-- The input follows --

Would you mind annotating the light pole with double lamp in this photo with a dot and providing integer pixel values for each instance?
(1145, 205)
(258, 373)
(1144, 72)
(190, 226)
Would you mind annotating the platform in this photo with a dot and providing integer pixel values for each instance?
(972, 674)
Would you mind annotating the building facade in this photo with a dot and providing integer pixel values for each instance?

-- The input concluded --

▸ Action item: Copy out the entire listing above exactly.

▸ Response:
Would you mind annotating the light pole with double lamp in this photo with a dot and providing integer pixel values for each instance?
(1145, 205)
(258, 373)
(1144, 72)
(190, 226)
Would you mind annotating the platform in this photo with a dot and providing integer pixel values for each instance?
(972, 674)
Would you mind annotating the building facade in this photo with a dot and providing integer pixel values for each instance?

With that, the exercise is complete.